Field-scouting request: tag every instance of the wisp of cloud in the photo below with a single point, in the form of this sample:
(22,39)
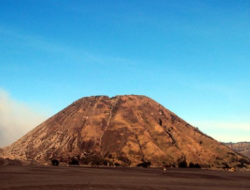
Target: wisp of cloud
(16,119)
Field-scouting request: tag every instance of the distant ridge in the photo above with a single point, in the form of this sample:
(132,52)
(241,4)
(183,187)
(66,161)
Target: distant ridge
(128,130)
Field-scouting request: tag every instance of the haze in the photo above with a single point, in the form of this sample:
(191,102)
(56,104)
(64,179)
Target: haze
(190,56)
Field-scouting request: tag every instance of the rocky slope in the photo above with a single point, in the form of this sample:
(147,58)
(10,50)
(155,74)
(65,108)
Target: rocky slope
(123,130)
(240,147)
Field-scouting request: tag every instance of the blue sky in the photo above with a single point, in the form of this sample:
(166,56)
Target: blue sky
(190,56)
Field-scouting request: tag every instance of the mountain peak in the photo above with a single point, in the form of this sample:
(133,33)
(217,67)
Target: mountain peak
(126,130)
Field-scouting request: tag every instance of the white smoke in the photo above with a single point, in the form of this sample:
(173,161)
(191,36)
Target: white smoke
(16,119)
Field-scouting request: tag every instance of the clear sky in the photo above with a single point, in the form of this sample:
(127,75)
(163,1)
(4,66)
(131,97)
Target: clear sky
(193,57)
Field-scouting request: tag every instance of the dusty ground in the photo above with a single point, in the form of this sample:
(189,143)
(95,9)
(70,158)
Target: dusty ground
(63,177)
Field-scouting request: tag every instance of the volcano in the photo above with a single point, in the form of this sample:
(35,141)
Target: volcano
(125,130)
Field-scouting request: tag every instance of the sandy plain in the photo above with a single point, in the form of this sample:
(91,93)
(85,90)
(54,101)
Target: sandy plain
(81,178)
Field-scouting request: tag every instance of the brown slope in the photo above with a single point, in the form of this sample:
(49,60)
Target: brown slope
(240,147)
(123,129)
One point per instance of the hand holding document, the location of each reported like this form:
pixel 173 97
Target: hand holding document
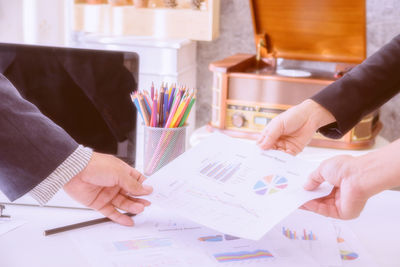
pixel 234 187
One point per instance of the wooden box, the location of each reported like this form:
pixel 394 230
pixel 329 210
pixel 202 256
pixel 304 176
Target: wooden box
pixel 250 90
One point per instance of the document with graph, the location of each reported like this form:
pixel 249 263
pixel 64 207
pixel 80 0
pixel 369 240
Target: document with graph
pixel 234 187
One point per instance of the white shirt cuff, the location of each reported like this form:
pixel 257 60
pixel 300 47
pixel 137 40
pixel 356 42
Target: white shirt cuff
pixel 73 165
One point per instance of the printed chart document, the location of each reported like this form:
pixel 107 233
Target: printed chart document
pixel 234 187
pixel 314 234
pixel 161 239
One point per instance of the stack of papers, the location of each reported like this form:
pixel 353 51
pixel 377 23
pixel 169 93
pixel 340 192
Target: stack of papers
pixel 161 239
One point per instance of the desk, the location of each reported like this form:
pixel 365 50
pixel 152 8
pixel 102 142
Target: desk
pixel 377 229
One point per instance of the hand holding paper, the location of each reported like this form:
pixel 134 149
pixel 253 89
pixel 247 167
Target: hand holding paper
pixel 233 186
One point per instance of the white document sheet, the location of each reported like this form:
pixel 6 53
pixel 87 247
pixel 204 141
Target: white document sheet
pixel 7 225
pixel 160 239
pixel 233 186
pixel 312 233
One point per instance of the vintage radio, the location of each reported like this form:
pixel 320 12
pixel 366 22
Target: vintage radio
pixel 250 90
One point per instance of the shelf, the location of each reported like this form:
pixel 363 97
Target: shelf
pixel 156 22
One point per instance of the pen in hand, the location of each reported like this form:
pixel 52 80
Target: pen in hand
pixel 79 225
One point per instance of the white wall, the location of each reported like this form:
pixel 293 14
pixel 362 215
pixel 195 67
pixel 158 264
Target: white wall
pixel 35 21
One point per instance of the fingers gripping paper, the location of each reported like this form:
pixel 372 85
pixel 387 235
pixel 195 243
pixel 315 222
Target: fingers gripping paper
pixel 234 187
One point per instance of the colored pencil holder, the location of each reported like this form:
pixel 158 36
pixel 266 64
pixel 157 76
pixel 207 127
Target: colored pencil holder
pixel 161 146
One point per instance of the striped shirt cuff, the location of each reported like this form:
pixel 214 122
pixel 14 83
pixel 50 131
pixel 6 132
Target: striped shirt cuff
pixel 73 165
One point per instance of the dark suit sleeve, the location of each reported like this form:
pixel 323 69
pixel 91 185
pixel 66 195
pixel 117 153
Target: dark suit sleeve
pixel 31 145
pixel 362 90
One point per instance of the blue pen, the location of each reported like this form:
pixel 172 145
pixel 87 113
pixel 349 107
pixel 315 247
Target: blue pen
pixel 138 107
pixel 165 108
pixel 171 99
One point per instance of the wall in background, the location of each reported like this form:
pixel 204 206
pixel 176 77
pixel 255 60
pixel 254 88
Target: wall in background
pixel 236 35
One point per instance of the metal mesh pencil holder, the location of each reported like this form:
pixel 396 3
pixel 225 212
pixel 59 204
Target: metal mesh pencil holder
pixel 161 146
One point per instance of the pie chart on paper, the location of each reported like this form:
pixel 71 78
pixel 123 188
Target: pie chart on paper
pixel 270 184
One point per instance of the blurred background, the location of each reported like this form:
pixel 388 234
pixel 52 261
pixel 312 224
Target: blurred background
pixel 229 31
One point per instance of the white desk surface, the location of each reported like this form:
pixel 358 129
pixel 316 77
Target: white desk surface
pixel 377 229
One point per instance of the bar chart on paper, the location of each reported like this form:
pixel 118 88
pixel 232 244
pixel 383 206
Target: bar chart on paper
pixel 222 170
pixel 270 184
pixel 292 234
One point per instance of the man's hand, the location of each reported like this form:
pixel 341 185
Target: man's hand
pixel 292 130
pixel 108 184
pixel 347 198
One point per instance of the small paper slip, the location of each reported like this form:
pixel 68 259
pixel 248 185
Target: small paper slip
pixel 6 225
pixel 233 186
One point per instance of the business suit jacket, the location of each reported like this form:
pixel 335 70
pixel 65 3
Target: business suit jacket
pixel 87 94
pixel 31 145
pixel 362 90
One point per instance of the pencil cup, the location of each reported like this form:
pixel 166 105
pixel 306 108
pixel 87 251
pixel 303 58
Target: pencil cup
pixel 161 146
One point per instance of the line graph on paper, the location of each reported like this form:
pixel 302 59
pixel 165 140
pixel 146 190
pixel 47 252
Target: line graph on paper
pixel 224 170
pixel 217 199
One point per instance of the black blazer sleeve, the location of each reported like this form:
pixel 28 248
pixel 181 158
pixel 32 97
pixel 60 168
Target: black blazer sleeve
pixel 31 145
pixel 362 90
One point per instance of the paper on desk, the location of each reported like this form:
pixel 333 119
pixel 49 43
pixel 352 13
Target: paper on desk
pixel 314 234
pixel 234 187
pixel 6 225
pixel 352 253
pixel 164 239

[Assigned task] All that is needed is the exact run of lines above from the line containing "Target: metal mesh pencil holder" through the line containing "pixel 383 206", both of them included.

[Exercise answer]
Target: metal mesh pencil holder
pixel 161 146
One point per instance of the pie chart on paper, the location of each reported like this form:
pixel 71 78
pixel 123 188
Target: pie chart on paper
pixel 270 184
One point per instance of the blurred background, the location of each reported like this form:
pixel 388 234
pixel 52 261
pixel 312 224
Target: blurred background
pixel 229 31
One point per instance of the white desk surface, the location of each reported like this form:
pixel 358 129
pixel 316 77
Target: white desk surface
pixel 377 229
One point per instance of the bar chart on paper, the location of each reported like this form:
pixel 118 88
pixel 232 244
pixel 383 206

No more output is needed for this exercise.